### STUDY TEXT
# # # #

Morgan Spurlock’s Rats Is Engrossing, Disgusting, Can’t-Turn-Away TV

Leave it to Morgan Spurlock — the Oscar-nominated documentarian who brought us Super Size Me and 30 Days — to take on rats. His new “horrormentary” Rats is a wildly entertaining look at these sinister little beasts that are taking over the world. Rats premieres on Discovery Channel Saturday, Oct. 22 at 9/8p. Spurlock was inspired by New York Times best-selling author Robert Sullivan’s book Rats: Observations on the History & Habitat of the City’s Most Unwanted Inhabitants, for which Sullivan spent a year investigating rats and the people (sanitation crews, exterminators, activists) who interact with the creatures along an infested alley a few blocks off Wall Street. Spurlock takes that concept and goes global, bringing viewers face-to-face with these parasites while exploring our fears and fascinations.

The film is both enlightening and terrifying — in subject matter and pace — as it follows the traditional documentary format but makes us cringe, jump and gag along the way. [The dissection of a rat where scientists pull out a live fly larva had me reaching for my garbage can. Thank you, Mr. Spurlock.]  Of course a documentary on rats needs to feature New York City’s finest, so viewers will be treated to a walking tour around the city where experts point out the rats along city streets, in parks, subway tunnels, really everywhere. Ed Sheen, an exterminator who has been dealing with these diabolical animals for the past 48 years, says while NYC has 8.2 million people, the city also has 8.2 million rats and these rats “are dribbling urine all over your dishes.” Ugh!

# # # #

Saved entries

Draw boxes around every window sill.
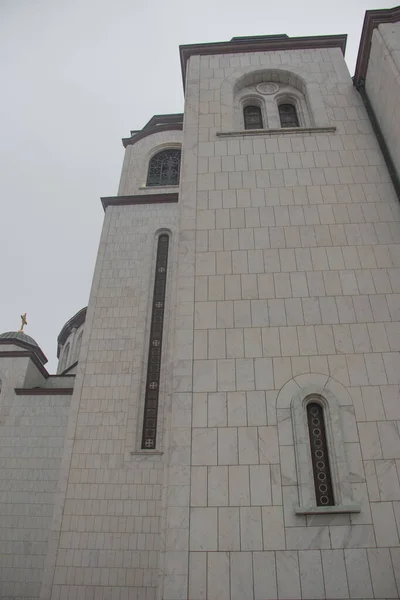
[216,127,336,138]
[294,504,361,515]
[129,450,164,456]
[139,184,179,193]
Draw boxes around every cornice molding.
[353,6,400,85]
[57,306,87,358]
[100,193,179,211]
[122,117,183,148]
[0,340,49,372]
[14,388,74,396]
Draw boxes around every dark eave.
[122,113,183,148]
[353,6,400,85]
[57,306,87,358]
[14,387,74,396]
[179,35,347,87]
[0,350,49,379]
[100,192,178,210]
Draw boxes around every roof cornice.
[353,6,400,85]
[57,306,87,358]
[122,113,183,148]
[100,193,179,210]
[179,34,347,87]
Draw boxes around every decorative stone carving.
[256,82,279,96]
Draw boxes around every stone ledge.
[129,450,164,456]
[100,195,179,210]
[216,127,336,138]
[294,504,361,515]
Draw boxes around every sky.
[0,0,396,372]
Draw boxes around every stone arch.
[277,373,356,512]
[221,65,330,132]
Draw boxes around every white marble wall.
[41,127,179,600]
[365,23,400,177]
[0,356,71,600]
[175,44,400,600]
[42,43,400,600]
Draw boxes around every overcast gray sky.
[0,0,396,372]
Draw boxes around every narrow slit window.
[243,105,263,129]
[307,402,335,506]
[279,104,299,127]
[146,149,181,186]
[142,235,169,450]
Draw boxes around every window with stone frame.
[146,148,181,187]
[278,103,299,128]
[243,104,263,129]
[142,234,169,450]
[306,401,335,506]
[60,342,70,373]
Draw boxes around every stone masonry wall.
[41,195,178,600]
[365,23,400,177]
[0,358,70,600]
[173,49,400,600]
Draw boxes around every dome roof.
[0,331,47,364]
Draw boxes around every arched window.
[278,104,299,127]
[307,402,335,506]
[60,342,69,373]
[146,148,181,186]
[142,234,169,450]
[72,331,83,362]
[243,104,263,129]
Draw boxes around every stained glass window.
[146,149,181,186]
[307,402,335,506]
[243,106,263,129]
[142,234,169,449]
[279,104,299,127]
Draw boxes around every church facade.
[0,7,400,600]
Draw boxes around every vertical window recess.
[146,149,181,186]
[142,234,169,450]
[279,104,299,127]
[307,402,335,506]
[243,105,263,129]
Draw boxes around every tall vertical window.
[307,402,335,506]
[72,331,83,362]
[146,149,181,186]
[243,105,263,129]
[60,342,70,373]
[142,234,169,449]
[278,104,299,127]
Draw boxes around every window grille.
[142,234,169,449]
[243,106,263,129]
[279,104,299,127]
[146,149,181,186]
[307,402,335,506]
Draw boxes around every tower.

# # # #

### ACTIVITIES
• 1. Transcribe the part of the Rats review that begins at the words "Leave it to" and stops after "fears and fascinations.".
• 2. Answer these questions from the Rats review:
(a) On which channel does Rats premiere?
(b) How long did Robert Sullivan spend investigating rats for his book?
(c) For how many years has Ed Sheen been dealing with rats?

### RESULTS
• 1.
Leave it to Morgan Spurlock — the Oscar-nominated documentarian who brought us Super Size Me and 30 Days — to take on rats. His new “horrormentary” Rats is a wildly entertaining look at these sinister little beasts that are taking over the world. Rats premieres on Discovery Channel Saturday, Oct. 22 at 9/8p. Spurlock was inspired by New York Times best-selling author Robert Sullivan’s book Rats: Observations on the History & Habitat of the City’s Most Unwanted Inhabitants, for which Sullivan spent a year investigating rats and the people (sanitation crews, exterminators, activists) who interact with the creatures along an infested alley a few blocks off Wall Street. Spurlock takes that concept and goes global, bringing viewers face-to-face with these parasites while exploring our fears and fascinations.

• 2.
(a) Discovery Channel
(b) A year
(c) 48 years